* BEGIN Provided records *
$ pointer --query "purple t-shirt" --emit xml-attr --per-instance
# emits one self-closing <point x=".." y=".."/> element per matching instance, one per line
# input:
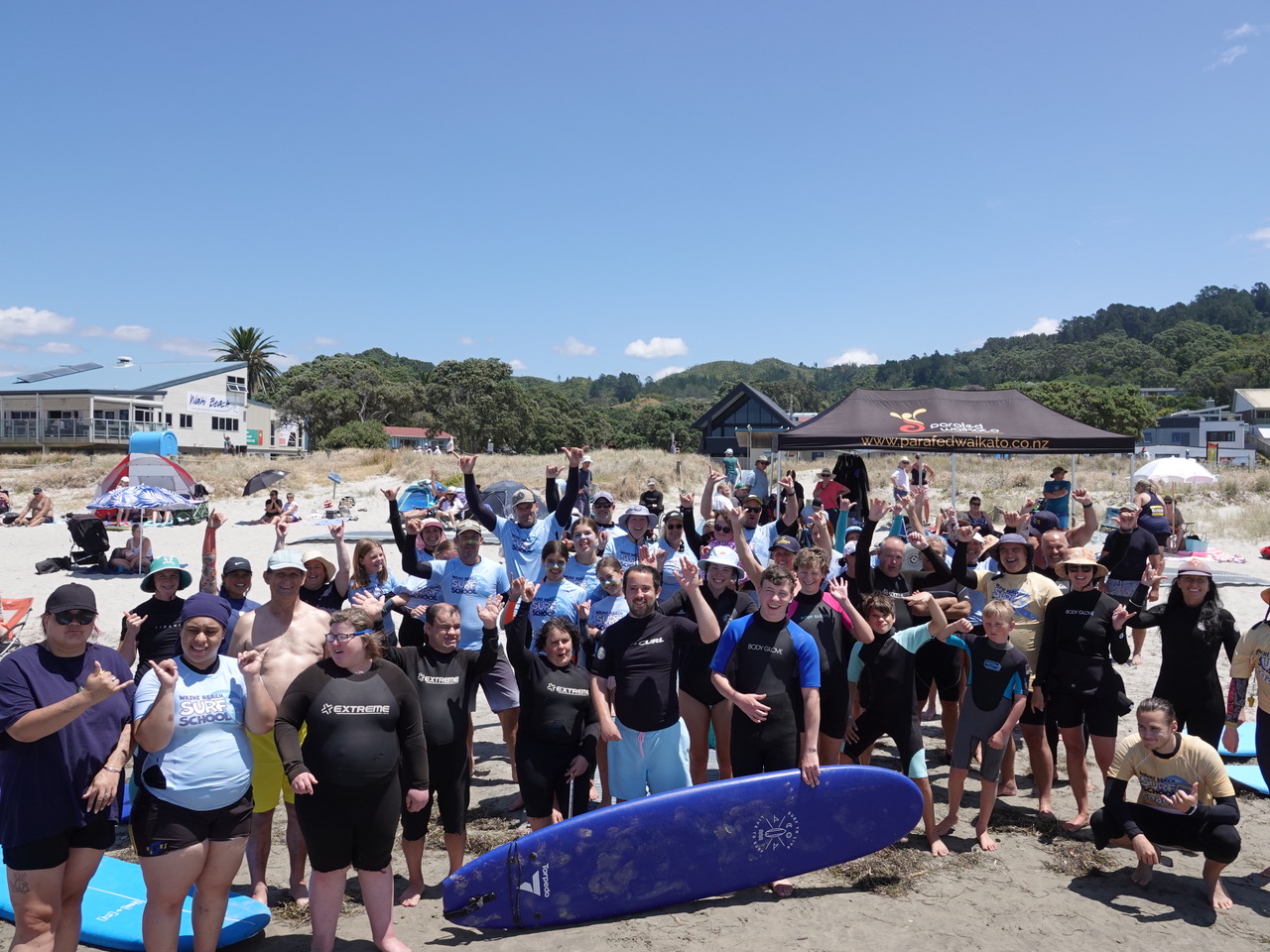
<point x="42" y="782"/>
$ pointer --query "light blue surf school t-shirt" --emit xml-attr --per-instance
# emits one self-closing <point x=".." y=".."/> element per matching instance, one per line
<point x="468" y="587"/>
<point x="522" y="548"/>
<point x="207" y="765"/>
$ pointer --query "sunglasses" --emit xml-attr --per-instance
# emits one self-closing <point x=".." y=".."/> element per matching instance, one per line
<point x="333" y="638"/>
<point x="75" y="617"/>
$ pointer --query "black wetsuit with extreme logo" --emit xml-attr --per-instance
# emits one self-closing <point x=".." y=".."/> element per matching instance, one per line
<point x="444" y="682"/>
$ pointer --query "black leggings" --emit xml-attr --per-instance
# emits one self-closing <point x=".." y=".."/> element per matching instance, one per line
<point x="449" y="783"/>
<point x="540" y="766"/>
<point x="1216" y="842"/>
<point x="767" y="747"/>
<point x="350" y="825"/>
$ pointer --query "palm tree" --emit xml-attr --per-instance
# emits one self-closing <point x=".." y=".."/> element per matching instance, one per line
<point x="250" y="344"/>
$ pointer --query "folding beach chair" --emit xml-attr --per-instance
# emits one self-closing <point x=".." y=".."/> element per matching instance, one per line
<point x="13" y="619"/>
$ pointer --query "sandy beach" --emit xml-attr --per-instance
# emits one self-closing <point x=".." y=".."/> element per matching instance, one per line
<point x="1039" y="889"/>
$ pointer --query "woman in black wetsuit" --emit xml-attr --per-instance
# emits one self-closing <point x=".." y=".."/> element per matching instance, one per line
<point x="557" y="742"/>
<point x="345" y="772"/>
<point x="1083" y="633"/>
<point x="1194" y="629"/>
<point x="699" y="701"/>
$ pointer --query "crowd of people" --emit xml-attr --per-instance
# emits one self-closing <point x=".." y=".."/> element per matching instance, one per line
<point x="610" y="648"/>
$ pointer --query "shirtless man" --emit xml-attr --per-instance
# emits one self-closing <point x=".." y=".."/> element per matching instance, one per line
<point x="291" y="636"/>
<point x="39" y="511"/>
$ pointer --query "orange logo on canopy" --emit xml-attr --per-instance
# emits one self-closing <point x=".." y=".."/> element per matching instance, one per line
<point x="911" y="424"/>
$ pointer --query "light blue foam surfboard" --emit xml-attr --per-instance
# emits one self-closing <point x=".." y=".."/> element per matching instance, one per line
<point x="116" y="898"/>
<point x="683" y="846"/>
<point x="1247" y="775"/>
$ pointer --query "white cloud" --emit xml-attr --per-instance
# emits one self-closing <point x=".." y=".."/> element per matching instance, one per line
<point x="59" y="347"/>
<point x="187" y="347"/>
<point x="572" y="347"/>
<point x="657" y="348"/>
<point x="856" y="356"/>
<point x="30" y="322"/>
<point x="1246" y="30"/>
<point x="128" y="333"/>
<point x="1043" y="325"/>
<point x="1261" y="235"/>
<point x="1229" y="56"/>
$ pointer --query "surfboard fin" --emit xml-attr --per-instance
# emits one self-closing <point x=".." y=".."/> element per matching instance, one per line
<point x="472" y="905"/>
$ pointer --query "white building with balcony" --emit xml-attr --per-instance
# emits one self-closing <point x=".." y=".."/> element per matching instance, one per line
<point x="87" y="407"/>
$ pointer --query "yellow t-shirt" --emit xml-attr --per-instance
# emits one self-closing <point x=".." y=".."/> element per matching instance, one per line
<point x="1029" y="593"/>
<point x="1252" y="661"/>
<point x="1160" y="777"/>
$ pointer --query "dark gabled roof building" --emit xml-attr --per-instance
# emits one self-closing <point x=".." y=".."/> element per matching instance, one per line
<point x="743" y="419"/>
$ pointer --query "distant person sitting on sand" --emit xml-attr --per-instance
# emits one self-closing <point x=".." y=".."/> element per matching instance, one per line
<point x="135" y="556"/>
<point x="1187" y="800"/>
<point x="272" y="511"/>
<point x="40" y="509"/>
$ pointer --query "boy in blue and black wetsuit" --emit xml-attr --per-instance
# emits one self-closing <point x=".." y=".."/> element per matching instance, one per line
<point x="883" y="692"/>
<point x="997" y="694"/>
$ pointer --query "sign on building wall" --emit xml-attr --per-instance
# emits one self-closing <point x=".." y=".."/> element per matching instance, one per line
<point x="209" y="404"/>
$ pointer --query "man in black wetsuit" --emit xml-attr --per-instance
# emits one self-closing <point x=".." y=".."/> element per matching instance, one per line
<point x="444" y="676"/>
<point x="770" y="669"/>
<point x="648" y="742"/>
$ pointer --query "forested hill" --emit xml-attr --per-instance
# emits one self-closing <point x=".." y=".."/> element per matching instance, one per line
<point x="1089" y="368"/>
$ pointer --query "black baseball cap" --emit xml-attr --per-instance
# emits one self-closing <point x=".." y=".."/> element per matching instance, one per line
<point x="71" y="597"/>
<point x="238" y="563"/>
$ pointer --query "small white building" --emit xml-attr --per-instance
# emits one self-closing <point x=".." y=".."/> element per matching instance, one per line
<point x="86" y="405"/>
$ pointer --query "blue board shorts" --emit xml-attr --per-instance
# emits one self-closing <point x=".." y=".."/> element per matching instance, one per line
<point x="648" y="762"/>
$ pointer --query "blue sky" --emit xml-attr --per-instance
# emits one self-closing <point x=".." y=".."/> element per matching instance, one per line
<point x="587" y="188"/>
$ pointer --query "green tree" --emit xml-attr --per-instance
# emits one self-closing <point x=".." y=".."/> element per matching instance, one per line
<point x="330" y="391"/>
<point x="358" y="434"/>
<point x="250" y="344"/>
<point x="475" y="402"/>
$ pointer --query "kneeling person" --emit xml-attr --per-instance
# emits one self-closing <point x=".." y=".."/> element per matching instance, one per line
<point x="1187" y="800"/>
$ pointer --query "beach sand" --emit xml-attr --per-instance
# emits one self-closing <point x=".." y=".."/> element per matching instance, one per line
<point x="1037" y="890"/>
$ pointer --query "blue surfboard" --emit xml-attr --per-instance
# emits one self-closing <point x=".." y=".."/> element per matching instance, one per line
<point x="116" y="898"/>
<point x="1247" y="775"/>
<point x="683" y="846"/>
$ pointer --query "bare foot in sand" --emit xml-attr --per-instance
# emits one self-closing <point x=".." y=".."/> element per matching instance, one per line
<point x="412" y="893"/>
<point x="1078" y="823"/>
<point x="1143" y="874"/>
<point x="1218" y="896"/>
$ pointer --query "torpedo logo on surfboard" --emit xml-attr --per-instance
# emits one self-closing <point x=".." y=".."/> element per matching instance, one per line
<point x="539" y="884"/>
<point x="775" y="832"/>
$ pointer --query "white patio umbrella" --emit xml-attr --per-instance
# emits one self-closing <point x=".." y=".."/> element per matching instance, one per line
<point x="1175" y="468"/>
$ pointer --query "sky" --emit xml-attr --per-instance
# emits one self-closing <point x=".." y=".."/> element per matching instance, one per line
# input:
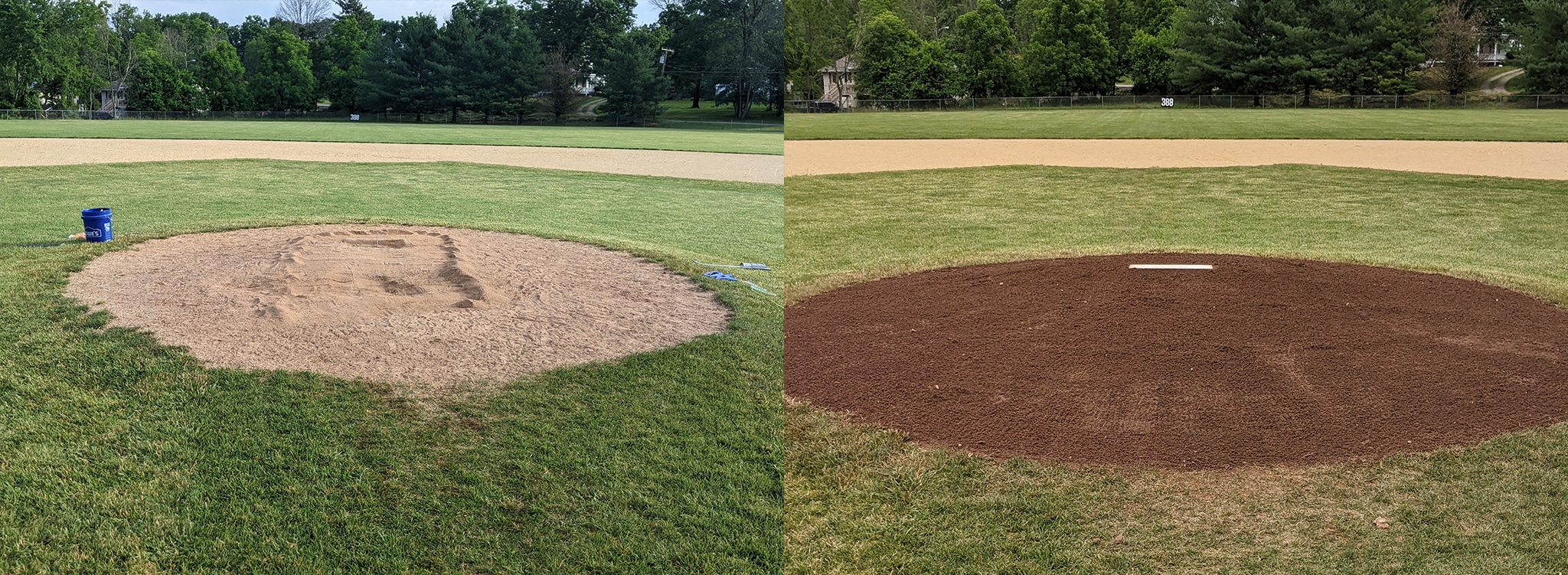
<point x="234" y="11"/>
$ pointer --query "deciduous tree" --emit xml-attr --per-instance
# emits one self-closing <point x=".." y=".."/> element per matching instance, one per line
<point x="632" y="83"/>
<point x="1070" y="51"/>
<point x="982" y="43"/>
<point x="283" y="79"/>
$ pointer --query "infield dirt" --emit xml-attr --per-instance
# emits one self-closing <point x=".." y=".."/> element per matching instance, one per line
<point x="430" y="308"/>
<point x="1504" y="158"/>
<point x="1256" y="362"/>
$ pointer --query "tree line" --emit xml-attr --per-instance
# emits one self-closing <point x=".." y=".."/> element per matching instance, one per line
<point x="932" y="49"/>
<point x="490" y="57"/>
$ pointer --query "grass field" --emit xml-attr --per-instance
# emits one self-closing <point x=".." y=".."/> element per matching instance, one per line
<point x="1187" y="123"/>
<point x="730" y="142"/>
<point x="861" y="500"/>
<point x="118" y="455"/>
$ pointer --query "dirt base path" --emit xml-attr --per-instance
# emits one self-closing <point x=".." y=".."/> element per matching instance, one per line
<point x="694" y="165"/>
<point x="1504" y="158"/>
<point x="1255" y="362"/>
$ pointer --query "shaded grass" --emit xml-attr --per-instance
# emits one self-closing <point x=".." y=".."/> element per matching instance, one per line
<point x="119" y="455"/>
<point x="709" y="112"/>
<point x="731" y="142"/>
<point x="1493" y="508"/>
<point x="1187" y="123"/>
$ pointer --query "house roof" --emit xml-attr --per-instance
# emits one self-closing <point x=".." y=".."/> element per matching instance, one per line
<point x="842" y="64"/>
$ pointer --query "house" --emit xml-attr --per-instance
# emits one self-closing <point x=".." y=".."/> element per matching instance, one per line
<point x="113" y="97"/>
<point x="838" y="83"/>
<point x="585" y="85"/>
<point x="1494" y="52"/>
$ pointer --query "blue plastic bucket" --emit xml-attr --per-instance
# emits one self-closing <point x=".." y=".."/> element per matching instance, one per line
<point x="98" y="226"/>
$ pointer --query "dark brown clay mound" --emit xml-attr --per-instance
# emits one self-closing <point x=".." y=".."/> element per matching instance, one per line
<point x="1258" y="361"/>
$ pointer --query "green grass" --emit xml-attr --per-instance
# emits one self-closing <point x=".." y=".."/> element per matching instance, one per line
<point x="119" y="455"/>
<point x="1187" y="123"/>
<point x="707" y="112"/>
<point x="1517" y="83"/>
<point x="730" y="142"/>
<point x="861" y="500"/>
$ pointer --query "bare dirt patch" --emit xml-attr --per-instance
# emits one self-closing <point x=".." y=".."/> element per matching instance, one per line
<point x="1255" y="362"/>
<point x="1501" y="158"/>
<point x="430" y="308"/>
<point x="695" y="165"/>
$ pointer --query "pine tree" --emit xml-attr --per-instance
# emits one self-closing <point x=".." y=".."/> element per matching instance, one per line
<point x="408" y="71"/>
<point x="1545" y="47"/>
<point x="339" y="61"/>
<point x="21" y="41"/>
<point x="632" y="87"/>
<point x="493" y="57"/>
<point x="1249" y="47"/>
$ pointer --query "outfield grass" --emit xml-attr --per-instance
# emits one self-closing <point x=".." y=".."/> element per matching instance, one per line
<point x="118" y="455"/>
<point x="730" y="142"/>
<point x="1187" y="123"/>
<point x="861" y="500"/>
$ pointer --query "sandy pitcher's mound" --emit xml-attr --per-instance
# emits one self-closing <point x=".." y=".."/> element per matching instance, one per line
<point x="394" y="302"/>
<point x="1258" y="361"/>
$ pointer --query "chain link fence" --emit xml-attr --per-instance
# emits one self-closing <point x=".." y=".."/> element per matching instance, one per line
<point x="386" y="118"/>
<point x="1279" y="100"/>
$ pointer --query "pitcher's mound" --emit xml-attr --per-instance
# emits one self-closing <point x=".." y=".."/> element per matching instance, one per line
<point x="1256" y="361"/>
<point x="394" y="302"/>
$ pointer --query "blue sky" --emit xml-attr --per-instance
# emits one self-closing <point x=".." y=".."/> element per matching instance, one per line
<point x="234" y="11"/>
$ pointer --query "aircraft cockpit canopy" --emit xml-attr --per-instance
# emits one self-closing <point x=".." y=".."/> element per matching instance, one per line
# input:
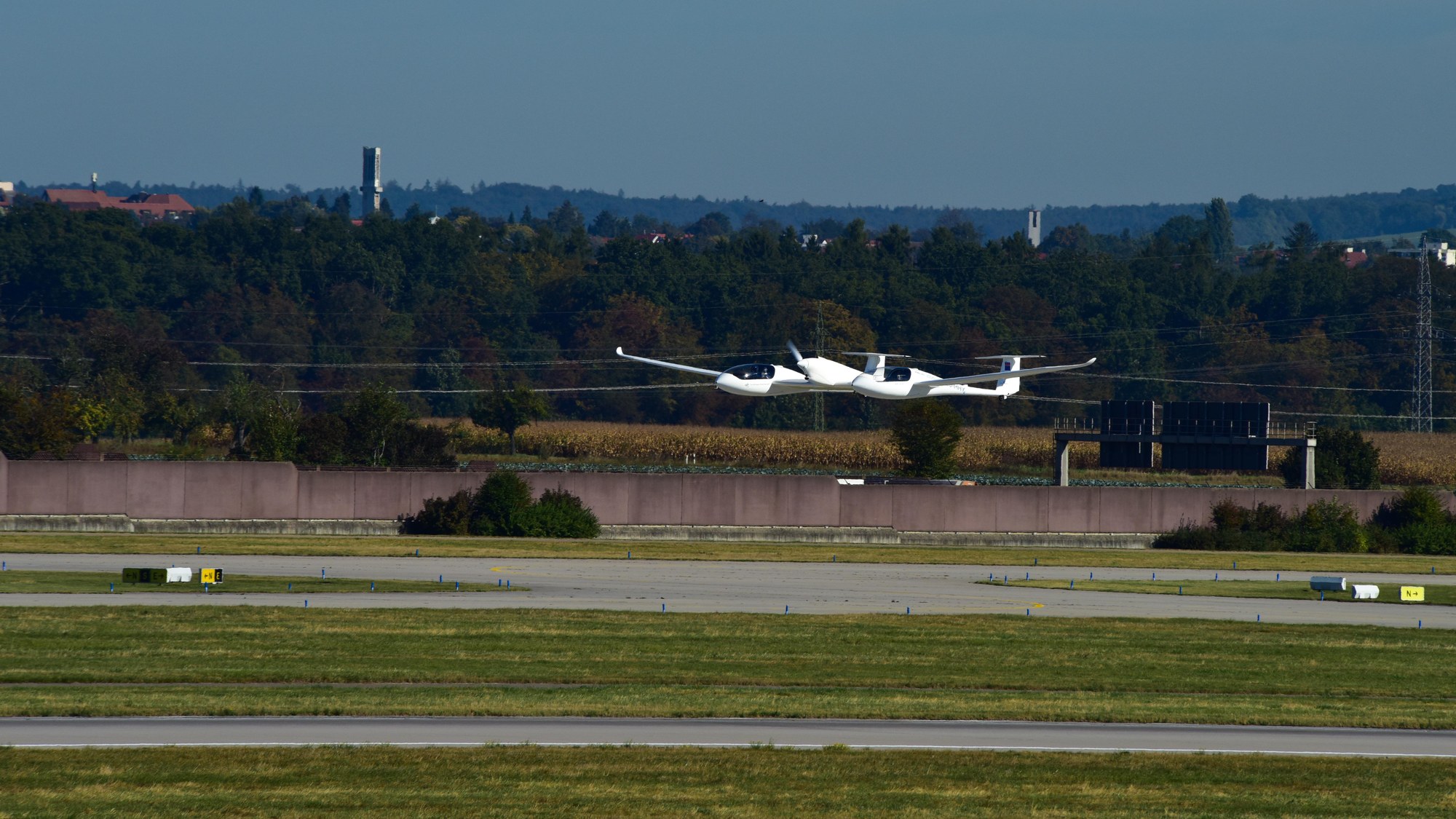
<point x="752" y="372"/>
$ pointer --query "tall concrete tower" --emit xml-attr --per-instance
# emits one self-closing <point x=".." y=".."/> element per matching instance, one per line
<point x="373" y="187"/>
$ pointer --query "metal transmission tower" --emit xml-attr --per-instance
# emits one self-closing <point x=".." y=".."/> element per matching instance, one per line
<point x="1425" y="334"/>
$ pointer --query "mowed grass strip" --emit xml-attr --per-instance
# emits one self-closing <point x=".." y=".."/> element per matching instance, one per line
<point x="94" y="582"/>
<point x="742" y="783"/>
<point x="1282" y="590"/>
<point x="721" y="701"/>
<point x="695" y="663"/>
<point x="46" y="542"/>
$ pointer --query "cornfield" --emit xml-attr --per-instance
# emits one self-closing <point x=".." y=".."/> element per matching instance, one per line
<point x="982" y="448"/>
<point x="1406" y="458"/>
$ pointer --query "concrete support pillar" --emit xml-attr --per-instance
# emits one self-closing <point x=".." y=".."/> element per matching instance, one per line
<point x="1062" y="467"/>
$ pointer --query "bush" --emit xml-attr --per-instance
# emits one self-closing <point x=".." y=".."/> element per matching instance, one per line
<point x="1415" y="506"/>
<point x="1426" y="538"/>
<point x="500" y="505"/>
<point x="1345" y="459"/>
<point x="417" y="445"/>
<point x="560" y="515"/>
<point x="442" y="516"/>
<point x="1187" y="537"/>
<point x="503" y="506"/>
<point x="1327" y="526"/>
<point x="927" y="433"/>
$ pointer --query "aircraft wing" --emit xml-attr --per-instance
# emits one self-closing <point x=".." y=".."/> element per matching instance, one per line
<point x="670" y="365"/>
<point x="1008" y="375"/>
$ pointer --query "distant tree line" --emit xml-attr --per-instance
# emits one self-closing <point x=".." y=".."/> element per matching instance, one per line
<point x="283" y="308"/>
<point x="1256" y="219"/>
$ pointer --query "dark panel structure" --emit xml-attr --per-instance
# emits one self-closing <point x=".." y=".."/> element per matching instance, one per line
<point x="1128" y="419"/>
<point x="1227" y="420"/>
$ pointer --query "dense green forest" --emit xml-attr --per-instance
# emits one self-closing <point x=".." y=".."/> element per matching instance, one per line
<point x="151" y="328"/>
<point x="1256" y="219"/>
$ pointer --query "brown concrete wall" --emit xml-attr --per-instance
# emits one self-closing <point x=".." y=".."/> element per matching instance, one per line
<point x="279" y="491"/>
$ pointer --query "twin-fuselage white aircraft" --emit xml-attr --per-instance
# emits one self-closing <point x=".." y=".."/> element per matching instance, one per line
<point x="876" y="381"/>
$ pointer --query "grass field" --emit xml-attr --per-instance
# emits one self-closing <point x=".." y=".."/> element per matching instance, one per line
<point x="92" y="582"/>
<point x="20" y="542"/>
<point x="730" y="783"/>
<point x="553" y="662"/>
<point x="1283" y="590"/>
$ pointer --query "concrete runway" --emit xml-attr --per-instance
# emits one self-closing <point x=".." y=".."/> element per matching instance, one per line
<point x="749" y="586"/>
<point x="141" y="732"/>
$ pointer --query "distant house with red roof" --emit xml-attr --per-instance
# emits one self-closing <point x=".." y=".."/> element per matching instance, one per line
<point x="148" y="207"/>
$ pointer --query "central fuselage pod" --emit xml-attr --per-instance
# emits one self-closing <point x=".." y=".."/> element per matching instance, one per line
<point x="762" y="379"/>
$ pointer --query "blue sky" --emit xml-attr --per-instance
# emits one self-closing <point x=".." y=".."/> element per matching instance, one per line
<point x="972" y="104"/>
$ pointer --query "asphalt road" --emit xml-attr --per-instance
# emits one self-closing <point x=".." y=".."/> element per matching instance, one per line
<point x="749" y="586"/>
<point x="60" y="732"/>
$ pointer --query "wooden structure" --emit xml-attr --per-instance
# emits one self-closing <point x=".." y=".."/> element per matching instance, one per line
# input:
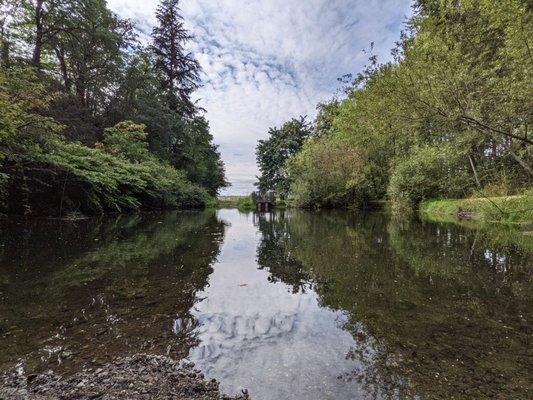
<point x="264" y="201"/>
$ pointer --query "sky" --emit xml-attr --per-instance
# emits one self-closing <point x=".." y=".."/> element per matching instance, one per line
<point x="266" y="61"/>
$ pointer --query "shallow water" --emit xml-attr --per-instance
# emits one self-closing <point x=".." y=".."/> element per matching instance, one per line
<point x="291" y="305"/>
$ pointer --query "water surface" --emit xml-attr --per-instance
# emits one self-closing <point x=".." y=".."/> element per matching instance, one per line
<point x="291" y="305"/>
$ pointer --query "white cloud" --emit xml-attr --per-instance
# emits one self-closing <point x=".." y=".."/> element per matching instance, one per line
<point x="267" y="61"/>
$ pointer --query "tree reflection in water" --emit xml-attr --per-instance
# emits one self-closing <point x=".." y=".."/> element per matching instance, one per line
<point x="87" y="292"/>
<point x="445" y="309"/>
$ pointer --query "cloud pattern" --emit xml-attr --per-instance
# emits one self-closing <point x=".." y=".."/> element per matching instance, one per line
<point x="265" y="61"/>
* END Provided records *
**What you have to do:**
Count the lines in the entries above that contain the string "aircraft", treating uppercase and lowercase as different, and give only the number.

**Response:**
3